**PARTIES DE L'EXERCICE:**
(1) Restituez, dans le texte sur l'implant cochléaire, tout ce qui va de « Puis, c’est l’injuste » jusqu'à « et Blake Wilson. ».
(2) D'après le texte sur l'implant cochléaire, à qui le prix Lasker a-t-il été remis en 2013 ?
(3) Poursuivez le texte sur l'implant cochléaire à partir de sa dernière phrase.

**TEXTE FOURNI:**
Au-delà de l’âpre concurrence et de l’émulation entre les quatre nations pionnières, le développement de l’implant cochléaire ne s’est pas fait sans heurts. Le Pr Chouard se souvient encore des vives critiques des tenants de la culture sourde, opposés à ce qu’ils jugeaient à l’époque l’instrument de sa disparition. « J’ai même dû un jour être exfiltré par la police avec une couverture sur la tête pour leur échapper », relate-t-il, avec humour. Ces réactions se sont taries, selon lui, avec la généralisation du dépistage néonatal en France qui « laisse le libre choix aux parents de s’engager ou non dans un projet d'implantation ». Les critiques ne furent pas uniquement exogènes mais émanèrent également du corps médical : « On nous prenait pour des fous ! commente le Pr Chouard. Nos pairs, partout dans le monde, nous reprochaient de prendre le risque d’abîmer les structures de la cochlée ou les fibres fonctionnelles du nerf auditif… »
Puis, c’est l’injuste oubli des lauriers scientifiques internationaux… Le Pr Chouard fut en effet le grand absent du prix Lasker, remis en 2013, à ses coreligionnaires Graeme Clark, Ingeborg Hochmair et Blake Wilson.

**MATÉRIEL FOURNI:**

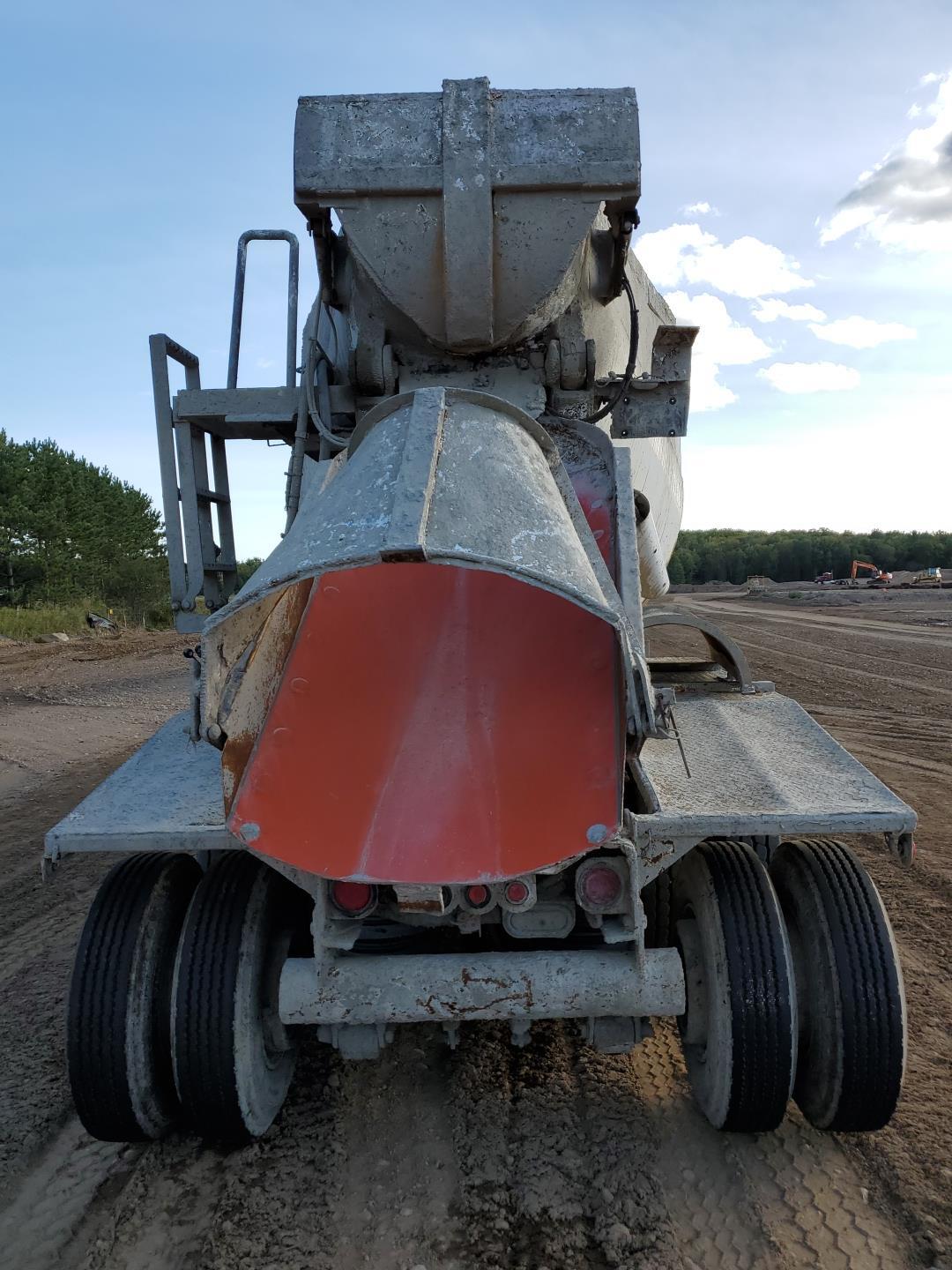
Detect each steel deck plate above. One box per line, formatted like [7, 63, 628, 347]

---

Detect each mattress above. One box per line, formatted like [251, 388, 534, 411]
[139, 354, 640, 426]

**RÉPONSES RÉDIGÉES:**
(1)
Puis, c’est l’injuste oubli des lauriers scientifiques internationaux… Le Pr Chouard fut en effet le grand absent du prix Lasker, remis en 2013, à ses coreligionnaires Graeme Clark, Ingeborg Hochmair et Blake Wilson.

(2) À Graeme Clark, Ingeborg Hochmair et Blake Wilson.

(3)
Point d’épopée sans rebondissements… La genèse de l’implant cochléaire constitue à n’en pas douter un chapitre important et haletant de l’histoire de l’audiologie, qu'écrirent une poignée d’iconoclastes. Leurs travaux ont permis d’ouvrir la voie à de nombreuses avancées, comme le « mariage de l’implant cochléaire et de la prothèse conventionnelle » ou le principe de précocité et la notion d’urgence chez l’enfant. « On a pu démontrer sur des cobayes que les noyaux cochléaires s’atrophiaient faute de stimuli sonores et qu’ils s’atrophiaient d’autant moins que la stimulation était précoce », commente le Pr Chouard. Cette histoire continue de s’écrire aujourd’hui avec les promesses de l’optogénétique ou l’arrivée du tout implantable.